INSTRUCCIÓN 1 – Lista todas las líneas del listado que contengan la cadena "indicate", respetando mayúsculas y minúsculas.

FRAGMENTO CITADO –
--------------------------------
Sin embargo, pronto se difunde entre gentiles acostumbrados de un lado a la
heroización e incluso divinización de personajes admirados por sus hazañas o
simplemente por su poder, y de otro, a honrarlos con estatuas. El problema de
la posición ante la cultura pagana está presente en las primeras reflexiones
cristianas. Tertuliano lo resuelve con un rechazo total de aquella. De haber
triunfado su intransigencia, el cristianismo se habría conservado como un
cuerpo extraño dentro del Imperio, pero la realidad fue mucho más compleja, y
finalmente emergió una síntesis en que la nueva religión adoptó gran parte de
la herencia clásica, aunque reinterpretándola a la luz del monoteísmo. Los
mártires pasan a ocupar el lugar que en la mentalidad pagana había
correspondido a los héroes. Al respecto, sabemos por San Agustín que al menos
en África y en la región de Milán existía en el siglo IV la costumbre de acudir
con comida y vino a los sepulcros de los mártires, y que San Ambrosio la
prohibió en su diócesis, debido a su semejanza con la superstición de los
gentiles[4].
--------------------------------
Extractos de un conjunto de datos de anotación de ubicaciones:

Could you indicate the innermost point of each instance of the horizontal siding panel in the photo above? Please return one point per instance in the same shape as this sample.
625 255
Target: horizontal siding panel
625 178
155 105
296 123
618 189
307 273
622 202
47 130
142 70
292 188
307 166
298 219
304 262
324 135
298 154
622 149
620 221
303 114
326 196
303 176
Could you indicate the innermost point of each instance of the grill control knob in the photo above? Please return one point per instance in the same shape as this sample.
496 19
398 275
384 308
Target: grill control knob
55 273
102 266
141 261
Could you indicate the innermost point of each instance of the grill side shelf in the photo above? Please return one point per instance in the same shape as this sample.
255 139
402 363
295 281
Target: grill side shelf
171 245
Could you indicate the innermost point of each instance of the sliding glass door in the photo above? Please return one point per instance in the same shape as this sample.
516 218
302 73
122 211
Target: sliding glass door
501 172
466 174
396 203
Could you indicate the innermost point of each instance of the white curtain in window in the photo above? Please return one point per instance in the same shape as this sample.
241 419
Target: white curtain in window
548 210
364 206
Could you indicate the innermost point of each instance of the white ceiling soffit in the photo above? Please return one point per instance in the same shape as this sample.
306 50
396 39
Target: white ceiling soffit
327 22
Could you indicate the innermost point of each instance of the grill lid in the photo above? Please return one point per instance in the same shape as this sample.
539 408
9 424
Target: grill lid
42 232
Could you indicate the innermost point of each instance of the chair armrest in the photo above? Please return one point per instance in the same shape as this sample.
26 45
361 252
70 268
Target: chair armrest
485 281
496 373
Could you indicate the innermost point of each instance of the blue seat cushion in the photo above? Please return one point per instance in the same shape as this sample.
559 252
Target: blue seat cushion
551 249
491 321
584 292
--------------------------------
INSTRUCCIÓN 2 – Reescribe en forma de lista, más breve, el párrafo del fragmento citado que empieza por «Sin embargo, pronto se difunde», conservando sus hechos principales.

RESPUESTA ESPERADA 1 –
Could you indicate the innermost point of each instance of the horizontal siding panel in the photo above? Please return one point per instance in the same shape as this sample.
Could you indicate the innermost point of each instance of the grill control knob in the photo above? Please return one point per instance in the same shape as this sample.
Could you indicate the innermost point of each instance of the grill side shelf in the photo above? Please return one point per instance in the same shape as this sample.
Could you indicate the innermost point of each instance of the sliding glass door in the photo above? Please return one point per instance in the same shape as this sample.
Could you indicate the innermost point of each instance of the white curtain in window in the photo above? Please return one point per instance in the same shape as this sample.
Could you indicate the innermost point of each instance of the white ceiling soffit in the photo above? Please return one point per instance in the same shape as this sample.
Could you indicate the innermost point of each instance of the grill lid in the photo above? Please return one point per instance in the same shape as this sample.
Could you indicate the innermost point of each instance of the chair armrest in the photo above? Please return one point per instance in the same shape as this sample.
Could you indicate the innermost point of each instance of the blue seat cushion in the photo above? Please return one point per instance in the same shape as this sample.

RESPUESTA ESPERADA 2 –
- Se difunde pronto entre gentiles habituados a heroizar e incluso divinizar a personajes admirados por sus hazañas o su poder, y a honrarlos con estatuas.
- La postura ante la cultura pagana aparece ya en las primeras reflexiones cristianas. Tertuliano la resuelve rechazando esa cultura por completo.
- De haber triunfado su intransigencia, el cristianismo habría seguido siendo un cuerpo extraño dentro del Imperio. En cambio, surgió una síntesis: la nueva religión adoptó gran parte de la herencia clásica, reinterpretándola desde el monoteísmo.
- Los mártires pasan a ocupar el lugar que los héroes tenían en la mentalidad pagana.
- Según San Agustín, en el siglo IV existía al menos en África y en la región de Milán la costumbre de llevar comida y vino a los sepulcros de los mártires. San Ambrosio la prohibió en su diócesis por su semejanza con la superstición de los gentiles.